[The data]

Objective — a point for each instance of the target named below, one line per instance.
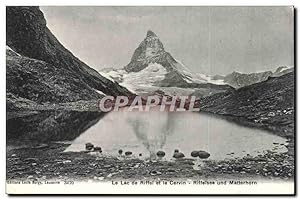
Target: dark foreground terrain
(48, 161)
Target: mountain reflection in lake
(147, 132)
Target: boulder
(178, 155)
(89, 146)
(98, 149)
(203, 154)
(195, 154)
(160, 154)
(128, 153)
(120, 151)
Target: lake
(145, 133)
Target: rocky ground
(48, 161)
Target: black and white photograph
(172, 100)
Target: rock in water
(160, 154)
(203, 154)
(195, 154)
(128, 153)
(178, 155)
(89, 146)
(98, 149)
(120, 151)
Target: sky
(209, 40)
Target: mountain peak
(151, 34)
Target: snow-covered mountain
(152, 68)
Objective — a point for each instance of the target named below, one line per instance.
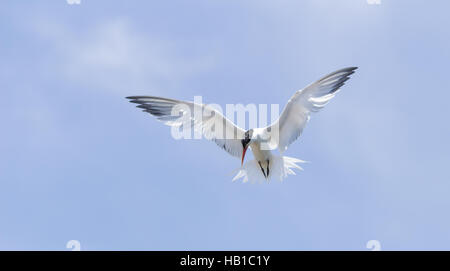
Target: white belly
(260, 155)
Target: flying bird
(235, 140)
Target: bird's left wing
(310, 99)
(198, 117)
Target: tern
(262, 141)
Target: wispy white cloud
(115, 56)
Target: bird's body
(262, 141)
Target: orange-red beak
(243, 155)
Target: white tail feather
(280, 167)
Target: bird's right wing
(310, 99)
(211, 123)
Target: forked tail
(280, 167)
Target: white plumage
(236, 140)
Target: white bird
(236, 140)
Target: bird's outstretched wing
(211, 123)
(296, 113)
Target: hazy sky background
(80, 162)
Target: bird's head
(246, 142)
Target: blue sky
(79, 162)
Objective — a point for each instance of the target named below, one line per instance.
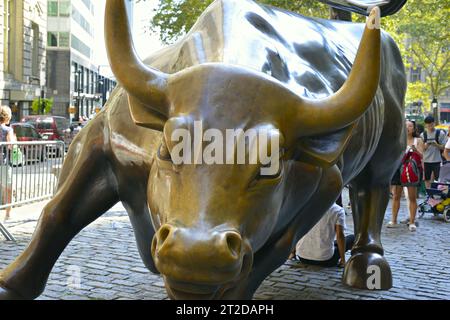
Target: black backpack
(436, 137)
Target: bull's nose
(201, 255)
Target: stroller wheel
(446, 215)
(423, 207)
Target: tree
(421, 31)
(174, 18)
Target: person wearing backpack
(409, 175)
(6, 135)
(434, 143)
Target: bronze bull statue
(333, 93)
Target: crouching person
(319, 247)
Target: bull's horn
(146, 84)
(355, 96)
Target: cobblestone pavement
(106, 256)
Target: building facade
(73, 80)
(23, 35)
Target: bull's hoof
(6, 294)
(368, 271)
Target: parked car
(51, 128)
(26, 132)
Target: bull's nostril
(163, 234)
(234, 242)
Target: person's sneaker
(392, 225)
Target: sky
(144, 42)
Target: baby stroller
(438, 196)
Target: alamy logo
(374, 279)
(260, 146)
(74, 279)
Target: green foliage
(174, 18)
(422, 33)
(42, 106)
(420, 29)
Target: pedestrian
(6, 135)
(414, 144)
(447, 147)
(319, 247)
(433, 145)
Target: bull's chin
(182, 291)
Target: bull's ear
(144, 116)
(323, 150)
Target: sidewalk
(105, 257)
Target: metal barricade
(29, 172)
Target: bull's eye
(268, 176)
(164, 153)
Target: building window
(52, 8)
(78, 17)
(35, 50)
(64, 8)
(80, 46)
(52, 39)
(64, 39)
(416, 74)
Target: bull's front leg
(87, 190)
(367, 268)
(275, 253)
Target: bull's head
(210, 218)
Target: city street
(105, 257)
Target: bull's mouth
(179, 290)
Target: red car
(26, 132)
(49, 127)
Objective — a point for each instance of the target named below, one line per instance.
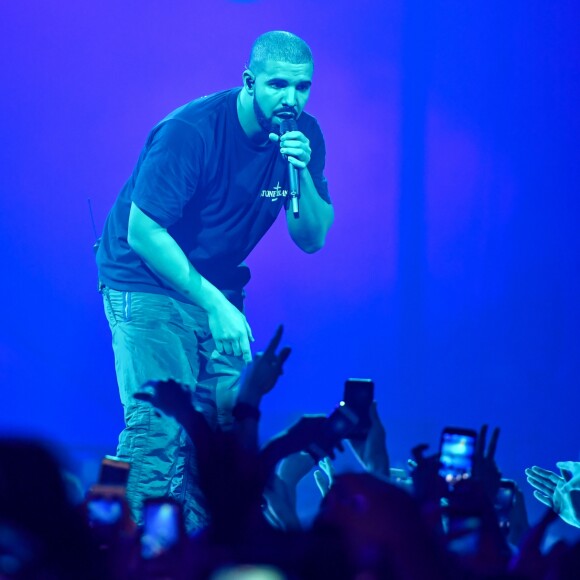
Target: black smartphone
(504, 501)
(358, 396)
(456, 453)
(338, 426)
(114, 472)
(104, 511)
(162, 527)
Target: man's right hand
(230, 330)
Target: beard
(267, 123)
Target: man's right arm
(161, 253)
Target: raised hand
(428, 485)
(324, 477)
(170, 397)
(372, 451)
(262, 374)
(295, 146)
(559, 492)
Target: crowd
(374, 524)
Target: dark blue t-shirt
(216, 192)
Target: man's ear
(249, 81)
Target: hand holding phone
(358, 396)
(162, 527)
(456, 453)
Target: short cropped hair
(280, 46)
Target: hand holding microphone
(295, 147)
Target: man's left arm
(308, 231)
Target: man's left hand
(295, 146)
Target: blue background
(451, 275)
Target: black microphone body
(285, 126)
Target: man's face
(281, 90)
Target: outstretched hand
(372, 451)
(559, 492)
(261, 376)
(429, 486)
(324, 477)
(170, 397)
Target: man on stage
(210, 181)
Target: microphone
(285, 126)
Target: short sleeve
(169, 171)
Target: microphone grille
(288, 125)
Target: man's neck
(248, 119)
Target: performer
(210, 181)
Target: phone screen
(104, 511)
(114, 472)
(457, 448)
(504, 501)
(338, 426)
(161, 527)
(358, 397)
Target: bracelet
(243, 411)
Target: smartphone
(104, 511)
(358, 396)
(162, 527)
(504, 501)
(114, 472)
(464, 534)
(338, 426)
(456, 453)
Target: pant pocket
(117, 306)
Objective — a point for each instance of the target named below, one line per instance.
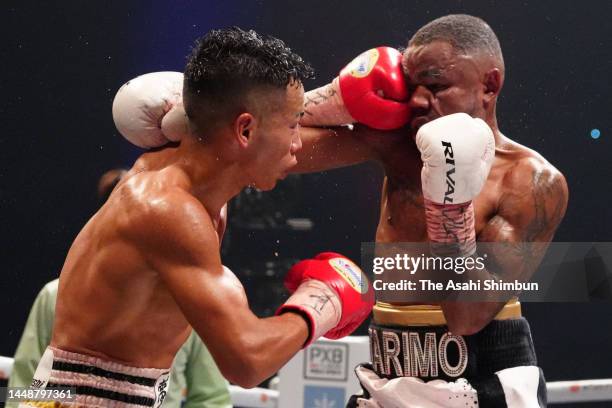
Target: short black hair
(226, 64)
(467, 34)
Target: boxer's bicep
(180, 243)
(329, 148)
(530, 210)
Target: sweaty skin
(523, 200)
(146, 268)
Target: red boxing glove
(374, 90)
(332, 293)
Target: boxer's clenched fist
(457, 152)
(148, 110)
(331, 292)
(371, 90)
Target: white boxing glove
(457, 152)
(148, 110)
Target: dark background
(63, 62)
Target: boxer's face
(442, 82)
(278, 137)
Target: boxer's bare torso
(113, 303)
(523, 200)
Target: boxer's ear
(492, 83)
(244, 126)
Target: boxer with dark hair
(146, 268)
(452, 179)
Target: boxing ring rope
(559, 392)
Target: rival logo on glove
(450, 182)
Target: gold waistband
(428, 315)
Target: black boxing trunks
(426, 366)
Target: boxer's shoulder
(170, 218)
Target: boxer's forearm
(265, 345)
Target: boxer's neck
(214, 178)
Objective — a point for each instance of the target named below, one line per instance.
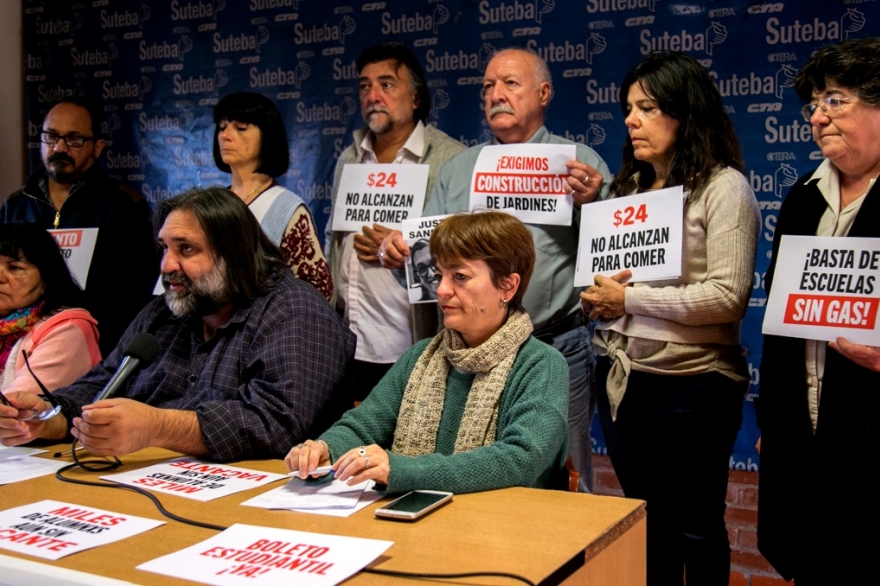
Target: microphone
(141, 351)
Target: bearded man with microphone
(239, 358)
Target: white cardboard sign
(529, 181)
(247, 554)
(825, 288)
(194, 479)
(642, 233)
(379, 194)
(421, 281)
(52, 530)
(77, 247)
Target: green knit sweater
(531, 442)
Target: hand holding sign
(393, 250)
(584, 181)
(867, 356)
(606, 299)
(366, 244)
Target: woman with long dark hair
(39, 313)
(251, 144)
(671, 373)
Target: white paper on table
(18, 452)
(18, 468)
(194, 479)
(304, 495)
(52, 529)
(247, 554)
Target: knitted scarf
(422, 405)
(14, 326)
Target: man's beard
(377, 127)
(57, 173)
(203, 296)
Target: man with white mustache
(395, 103)
(517, 88)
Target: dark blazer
(813, 488)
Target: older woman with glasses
(819, 402)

[/The data]

Output every line of the records above unchanged, and keep the pictures out.

Answer to the problem:
Objective — a point for each instance of the target named below, one line per instance.
Target: dark foreground terrain
(48, 161)
Target: mountain reflection in lake
(147, 132)
Target: boulder
(178, 155)
(89, 146)
(98, 149)
(203, 154)
(195, 154)
(160, 154)
(128, 153)
(120, 151)
Target: lake
(145, 133)
Target: rocky ground
(48, 161)
Target: black and white photograph
(172, 100)
Target: rock in water
(160, 154)
(203, 154)
(195, 154)
(128, 153)
(178, 155)
(89, 146)
(98, 149)
(120, 151)
Target: sky
(209, 40)
Target: mountain peak
(151, 34)
Target: snow-covered mountain
(152, 68)
Objective — a point for each instance of the target named below, one line per instance.
Target: white belly
(260, 155)
Target: flying bird
(235, 140)
Target: bird's left wing
(310, 99)
(198, 117)
Target: tern
(262, 141)
Target: wispy white cloud
(115, 56)
Target: bird's body
(262, 141)
Target: orange-red beak
(243, 155)
Target: white tail feather
(280, 167)
Target: bird's right wing
(310, 99)
(211, 123)
Target: forked tail
(280, 167)
Target: white plumage
(236, 140)
Target: white bird
(236, 140)
Target: bird's outstretched wing
(211, 123)
(296, 113)
Target: hazy sky background
(80, 162)
Target: bird's head
(246, 142)
Target: blue sky
(79, 162)
Objective — a point for each instance of the target named below, one line per instance.
Target: black backpack
(436, 137)
Target: bull's nose
(201, 255)
Target: stroller wheel
(446, 215)
(423, 207)
Target: tree
(421, 31)
(174, 18)
Target: person wearing backpack
(409, 175)
(6, 135)
(434, 143)
Target: bronze bull statue
(333, 93)
Target: crouching person
(319, 247)
Target: bull's horn
(146, 84)
(355, 96)
Target: cobblestone pavement
(106, 256)
Target: building facade
(73, 80)
(23, 35)
Target: bull's hoof
(6, 294)
(368, 271)
Target: parked car
(51, 128)
(26, 132)
Target: bull's nostril
(163, 234)
(234, 242)
Target: person's sneaker
(392, 225)
Target: sky
(144, 42)
Target: baby stroller
(438, 196)
Target: alamy logo
(374, 279)
(260, 146)
(74, 279)
Target: green foliage
(174, 18)
(422, 33)
(42, 106)
(420, 29)
Target: pedestrian
(6, 135)
(414, 144)
(447, 147)
(319, 247)
(433, 145)
Target: bull's chin
(182, 291)
Target: bull's ear
(144, 116)
(323, 150)
Target: sidewalk
(105, 257)
Target: metal barricade
(29, 172)
Target: bull's eye
(268, 176)
(164, 153)
Target: building window
(52, 8)
(78, 17)
(35, 50)
(64, 8)
(80, 46)
(52, 39)
(64, 39)
(416, 74)
Target: bull's front leg
(87, 190)
(367, 268)
(275, 253)
Target: bull's head
(210, 218)
Target: city street
(105, 257)
Target: bull's mouth
(179, 290)
Target: red car
(26, 132)
(49, 127)
Objective — a point for each instance of the target named below, one line per instance.
Target: black smartphone
(504, 501)
(358, 396)
(456, 453)
(338, 426)
(114, 472)
(104, 511)
(162, 527)
Target: man's right hand
(230, 330)
Target: beard
(267, 123)
Target: man's right arm
(161, 253)
Target: raised hand
(428, 485)
(324, 477)
(170, 397)
(372, 451)
(262, 374)
(295, 146)
(559, 492)
Target: crowd
(374, 524)
Target: dark blue t-shirt
(216, 192)
Target: man's ear
(249, 81)
Target: hand holding phone
(358, 396)
(162, 527)
(456, 453)
Target: short cropped hair
(280, 46)
Target: hand holding microphone
(295, 147)
Target: man's left arm
(308, 231)
Target: man's left hand
(295, 146)
Target: blue background
(451, 275)
Target: black microphone body
(285, 126)
Target: man's face
(281, 90)
Target: outstretched hand
(372, 451)
(559, 492)
(261, 376)
(429, 486)
(324, 477)
(170, 397)
Target: man on stage
(210, 181)
Target: microphone
(285, 126)
Target: short sleeve
(169, 171)
Target: microphone grille
(288, 125)
Target: man's neck
(248, 119)
Target: performer
(210, 181)
Target: phone screen
(104, 511)
(114, 472)
(457, 448)
(504, 501)
(338, 426)
(161, 527)
(358, 397)
Target: bracelet
(243, 411)
Target: smartphone
(104, 511)
(358, 396)
(162, 527)
(504, 501)
(114, 472)
(464, 534)
(338, 426)
(456, 453)
Target: pant pocket
(117, 306)
Objective — a point for each instance of the target named below, one line per instance.
Target: short black hair
(226, 64)
(467, 34)
Target: boxer's bicep
(180, 243)
(329, 148)
(530, 210)
Target: sweaty skin
(523, 200)
(146, 268)
Target: red boxing glove
(374, 90)
(332, 293)
Target: boxer's clenched fist
(457, 152)
(148, 110)
(331, 292)
(371, 90)
Target: white boxing glove
(457, 152)
(148, 110)
Target: dark background
(63, 62)
Target: boxer's face
(442, 82)
(278, 137)
Target: boxer's bare torso
(113, 303)
(523, 200)
Target: boxer's ear
(492, 83)
(244, 126)
Target: boxer with dark hair
(146, 268)
(452, 179)
Target: boxing ring rope
(559, 392)
Target: rival logo on glove
(450, 182)
Target: gold waistband
(428, 315)
Target: black boxing trunks
(426, 366)
Target: boxer's shoulder
(170, 218)
Target: boxer's forearm
(265, 345)
Target: boxer's neck
(214, 178)
Objective — a point for each instance of the target named below, one line per instance.
Target: microphone
(141, 351)
Target: bearded man with microphone
(239, 358)
Target: white cardboard sign
(529, 181)
(247, 554)
(825, 288)
(194, 479)
(642, 233)
(379, 194)
(421, 281)
(52, 530)
(77, 247)
Target: green knit sweater
(531, 442)
Target: hand holding sign
(393, 250)
(584, 181)
(867, 356)
(606, 299)
(366, 244)
Target: woman with long dark hair
(39, 313)
(251, 144)
(671, 373)
Target: white paper on table
(18, 452)
(18, 468)
(194, 479)
(304, 495)
(52, 529)
(247, 554)
Target: knitted scarf
(422, 405)
(14, 326)
Target: man's beard
(377, 127)
(57, 173)
(203, 296)
Target: man with white mustache
(395, 103)
(517, 88)
Target: dark blazer
(813, 488)
Target: older woman with glasses
(819, 402)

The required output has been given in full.